» **TEXT PASSAGE**:
----------
Steven Barfield is Senior Lecturer of English at the University of Westminster, UK.

David Barnes

David Barnes teaches English at Queen Mary, University of London, where he recently completed a PhD on images of Venice in the works of John Ruskin and Ezra Pound. His research interests vary from nineteenth-century travel literature to the rap musings of British hip-hop artist Roots Manuva. He is currently working on a book on Pound, Venice and politics.

Arianna Casali

Arianna Casali graduated cum laude in Foreign Languages and Literatures at the University of Bologna, Italy. She is completing her PhD in Literatures in English at Sapienza Università di Roma with a dissertation on “Cynicism in American Literature”. She is a high school teacher of English and a free lance translator of technical and scientific texts from/to English/French/Italian. Her main interests are modern and post-modern American and English literature, Film and TV Studies, and Science Fiction. She lives in Rome.

Michelle Geric

Michelle Geric completed her PhD at Birkbeck College (London) and currently teaches English Literature at the University of Westminster. She has research interests in Romantic and Victorian poetry, the exchange between literature, science and politics, and specifically the relationship between poetry and nineteenth-century theories of geology.
----------
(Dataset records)

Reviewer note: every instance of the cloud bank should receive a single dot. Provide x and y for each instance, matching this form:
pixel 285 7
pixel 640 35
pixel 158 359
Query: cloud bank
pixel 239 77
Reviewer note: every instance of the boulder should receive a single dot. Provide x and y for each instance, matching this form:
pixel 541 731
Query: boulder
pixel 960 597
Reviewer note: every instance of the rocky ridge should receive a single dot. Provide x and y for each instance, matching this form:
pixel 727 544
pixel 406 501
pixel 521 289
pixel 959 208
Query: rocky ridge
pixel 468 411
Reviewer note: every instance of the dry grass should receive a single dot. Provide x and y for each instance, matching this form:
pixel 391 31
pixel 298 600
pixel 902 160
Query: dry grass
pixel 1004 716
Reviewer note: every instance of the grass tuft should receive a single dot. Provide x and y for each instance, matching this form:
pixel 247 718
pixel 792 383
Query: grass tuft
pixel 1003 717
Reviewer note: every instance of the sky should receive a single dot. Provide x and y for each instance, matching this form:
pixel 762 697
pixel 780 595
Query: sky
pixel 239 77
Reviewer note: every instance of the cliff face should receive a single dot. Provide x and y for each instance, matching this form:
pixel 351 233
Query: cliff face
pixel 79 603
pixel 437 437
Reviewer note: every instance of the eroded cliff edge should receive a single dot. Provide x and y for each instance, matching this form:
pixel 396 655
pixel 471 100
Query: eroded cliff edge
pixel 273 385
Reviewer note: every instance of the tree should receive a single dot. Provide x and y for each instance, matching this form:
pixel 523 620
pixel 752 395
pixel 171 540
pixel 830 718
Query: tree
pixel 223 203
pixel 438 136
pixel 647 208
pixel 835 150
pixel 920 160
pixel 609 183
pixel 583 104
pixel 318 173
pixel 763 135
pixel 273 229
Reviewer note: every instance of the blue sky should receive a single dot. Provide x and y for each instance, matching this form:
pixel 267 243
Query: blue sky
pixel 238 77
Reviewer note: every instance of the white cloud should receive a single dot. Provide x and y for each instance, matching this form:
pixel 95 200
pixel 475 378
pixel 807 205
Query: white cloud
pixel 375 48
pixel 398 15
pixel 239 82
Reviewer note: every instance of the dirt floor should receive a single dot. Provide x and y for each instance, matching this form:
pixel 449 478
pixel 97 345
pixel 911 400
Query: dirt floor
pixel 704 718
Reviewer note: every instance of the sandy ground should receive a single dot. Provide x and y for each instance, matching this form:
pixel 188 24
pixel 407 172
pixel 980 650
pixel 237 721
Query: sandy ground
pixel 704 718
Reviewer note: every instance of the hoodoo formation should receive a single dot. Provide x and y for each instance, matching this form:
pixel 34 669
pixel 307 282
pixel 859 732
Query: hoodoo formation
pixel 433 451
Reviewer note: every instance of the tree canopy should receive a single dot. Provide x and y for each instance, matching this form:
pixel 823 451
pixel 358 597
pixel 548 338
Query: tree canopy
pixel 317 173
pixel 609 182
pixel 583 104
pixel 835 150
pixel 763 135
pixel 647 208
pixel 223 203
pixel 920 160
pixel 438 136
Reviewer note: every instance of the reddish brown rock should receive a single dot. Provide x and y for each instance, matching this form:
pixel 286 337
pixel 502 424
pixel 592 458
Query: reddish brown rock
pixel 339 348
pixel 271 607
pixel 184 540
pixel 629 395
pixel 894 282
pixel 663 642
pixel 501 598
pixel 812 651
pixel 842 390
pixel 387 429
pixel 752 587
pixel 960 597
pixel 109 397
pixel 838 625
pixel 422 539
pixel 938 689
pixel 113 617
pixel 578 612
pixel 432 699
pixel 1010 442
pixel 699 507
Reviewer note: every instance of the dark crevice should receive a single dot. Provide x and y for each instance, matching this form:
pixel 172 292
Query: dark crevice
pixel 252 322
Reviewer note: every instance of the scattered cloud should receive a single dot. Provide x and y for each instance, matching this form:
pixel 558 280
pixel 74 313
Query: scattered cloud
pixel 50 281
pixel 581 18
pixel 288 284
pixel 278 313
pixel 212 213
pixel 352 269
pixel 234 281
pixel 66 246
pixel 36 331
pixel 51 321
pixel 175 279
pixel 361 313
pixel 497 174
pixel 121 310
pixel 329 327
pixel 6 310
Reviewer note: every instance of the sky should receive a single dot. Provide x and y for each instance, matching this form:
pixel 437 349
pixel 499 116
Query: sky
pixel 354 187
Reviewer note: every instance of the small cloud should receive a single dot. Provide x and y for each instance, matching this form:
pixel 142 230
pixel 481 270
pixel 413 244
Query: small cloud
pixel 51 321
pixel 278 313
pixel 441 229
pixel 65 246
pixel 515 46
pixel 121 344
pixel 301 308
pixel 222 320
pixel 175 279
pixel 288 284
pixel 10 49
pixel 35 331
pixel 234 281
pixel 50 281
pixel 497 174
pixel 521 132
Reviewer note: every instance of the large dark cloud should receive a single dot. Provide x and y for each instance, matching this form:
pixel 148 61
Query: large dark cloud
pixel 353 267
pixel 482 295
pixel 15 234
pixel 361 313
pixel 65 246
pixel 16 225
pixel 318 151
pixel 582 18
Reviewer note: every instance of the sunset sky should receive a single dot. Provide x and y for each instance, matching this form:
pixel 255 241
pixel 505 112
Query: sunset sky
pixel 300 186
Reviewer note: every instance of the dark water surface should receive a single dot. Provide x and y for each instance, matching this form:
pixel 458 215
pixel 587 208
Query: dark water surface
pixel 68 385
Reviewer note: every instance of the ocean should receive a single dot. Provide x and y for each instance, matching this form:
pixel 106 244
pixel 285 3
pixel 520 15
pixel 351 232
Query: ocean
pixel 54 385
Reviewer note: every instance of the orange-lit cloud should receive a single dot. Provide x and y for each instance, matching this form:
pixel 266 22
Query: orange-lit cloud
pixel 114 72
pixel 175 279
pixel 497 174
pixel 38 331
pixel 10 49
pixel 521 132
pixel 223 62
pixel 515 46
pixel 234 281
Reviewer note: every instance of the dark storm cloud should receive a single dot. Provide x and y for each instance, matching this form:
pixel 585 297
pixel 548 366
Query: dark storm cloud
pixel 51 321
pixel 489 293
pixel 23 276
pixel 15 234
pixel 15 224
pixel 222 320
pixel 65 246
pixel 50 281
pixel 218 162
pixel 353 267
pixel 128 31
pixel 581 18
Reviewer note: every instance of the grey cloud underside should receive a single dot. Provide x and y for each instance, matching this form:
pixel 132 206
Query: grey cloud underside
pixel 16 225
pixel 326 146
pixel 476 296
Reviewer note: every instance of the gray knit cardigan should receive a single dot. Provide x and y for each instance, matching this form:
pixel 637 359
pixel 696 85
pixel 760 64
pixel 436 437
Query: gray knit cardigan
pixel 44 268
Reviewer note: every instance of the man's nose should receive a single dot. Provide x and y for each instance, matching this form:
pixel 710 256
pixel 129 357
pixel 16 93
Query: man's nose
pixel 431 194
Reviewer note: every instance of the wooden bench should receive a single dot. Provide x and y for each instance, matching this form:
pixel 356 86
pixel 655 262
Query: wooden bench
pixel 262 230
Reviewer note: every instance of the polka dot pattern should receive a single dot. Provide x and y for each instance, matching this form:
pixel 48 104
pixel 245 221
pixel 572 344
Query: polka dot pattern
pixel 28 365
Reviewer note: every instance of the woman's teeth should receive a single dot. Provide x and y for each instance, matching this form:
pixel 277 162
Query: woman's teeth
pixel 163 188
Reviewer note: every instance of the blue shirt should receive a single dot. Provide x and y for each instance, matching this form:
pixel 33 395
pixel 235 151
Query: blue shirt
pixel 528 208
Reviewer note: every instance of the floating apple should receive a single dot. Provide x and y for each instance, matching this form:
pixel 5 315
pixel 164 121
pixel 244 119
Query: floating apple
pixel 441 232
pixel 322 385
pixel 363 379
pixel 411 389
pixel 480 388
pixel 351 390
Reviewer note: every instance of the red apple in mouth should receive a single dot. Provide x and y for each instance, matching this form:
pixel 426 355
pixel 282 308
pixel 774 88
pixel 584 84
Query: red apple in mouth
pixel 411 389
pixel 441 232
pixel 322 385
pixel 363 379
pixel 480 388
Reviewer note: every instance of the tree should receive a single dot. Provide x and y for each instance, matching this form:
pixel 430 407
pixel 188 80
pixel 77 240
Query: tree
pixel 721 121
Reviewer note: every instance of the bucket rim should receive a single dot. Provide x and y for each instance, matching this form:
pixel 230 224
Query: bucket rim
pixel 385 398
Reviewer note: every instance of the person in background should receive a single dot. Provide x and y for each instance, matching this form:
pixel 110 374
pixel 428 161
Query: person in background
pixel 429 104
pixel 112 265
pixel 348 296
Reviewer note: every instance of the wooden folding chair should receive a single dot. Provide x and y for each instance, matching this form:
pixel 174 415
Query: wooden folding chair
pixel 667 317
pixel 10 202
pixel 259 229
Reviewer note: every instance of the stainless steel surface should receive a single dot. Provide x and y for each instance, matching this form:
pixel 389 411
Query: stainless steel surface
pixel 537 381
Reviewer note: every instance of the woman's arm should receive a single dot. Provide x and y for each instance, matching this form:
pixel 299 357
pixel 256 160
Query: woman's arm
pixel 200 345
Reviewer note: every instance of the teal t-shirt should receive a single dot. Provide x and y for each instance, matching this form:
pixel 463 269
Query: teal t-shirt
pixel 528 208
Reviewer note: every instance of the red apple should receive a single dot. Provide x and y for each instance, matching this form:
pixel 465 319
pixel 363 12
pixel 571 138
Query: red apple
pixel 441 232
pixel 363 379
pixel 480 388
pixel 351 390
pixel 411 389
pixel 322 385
----------
» **GIVEN EXERCISE 1**: Please write out the contributor biographies above, from "Arianna Casali graduated" to "theories of geology.", inclusive.
» **GIVEN EXERCISE 2**: Continue the contributor biographies from the point where they stop.

» **EXPECTED ANSWER 1**:
Arianna Casali graduated cum laude in Foreign Languages and Literatures at the University of Bologna, Italy. She is completing her PhD in Literatures in English at Sapienza Università di Roma with a dissertation on “Cynicism in American Literature”. She is a high school teacher of English and a free lance translator of technical and scientific texts from/to English/French/Italian. Her main interests are modern and post-modern American and English literature, Film and TV Studies, and Science Fiction. She lives in Rome.

Michelle Geric

Michelle Geric completed her PhD at Birkbeck College (London) and currently teaches English Literature at the University of Westminster. She has research interests in Romantic and Victorian poetry, the exchange between literature, science and politics, and specifically the relationship between poetry and nineteenth-century theories of geology.

» **EXPECTED ANSWER 2**:
John Keefe

John Keefe completed his MA in 1979 (University of Leeds), since then working as a lecturer in theatre and film, theatre director, performance dramaturge, and researcher and consultant. He is currently a Senior Lecturer at London Metropolitan University, and Field Lecturer in Theatre & Performance at Queen's University (Canada) Bader International Study Centre. His co-written and edited volumes on 'physical theatres' were published by Routledge in 2007. He is presently working on a short monograph on 'the film spectator' for a forthcomimg volume on Film & Ethics (Continuum 2010).

Huw Marsh

Huw Marsh is a final year PhD candidate at Queen Mary, University of London. His thesis is on the fiction of Beryl Bainbridge. He has previously published one article entitled ‘Life’s nasty habit: Time, death and intertextuality in Beryl Bainbridge’s An Awfully Big Adventure’ (Critical Engagements, 2.1).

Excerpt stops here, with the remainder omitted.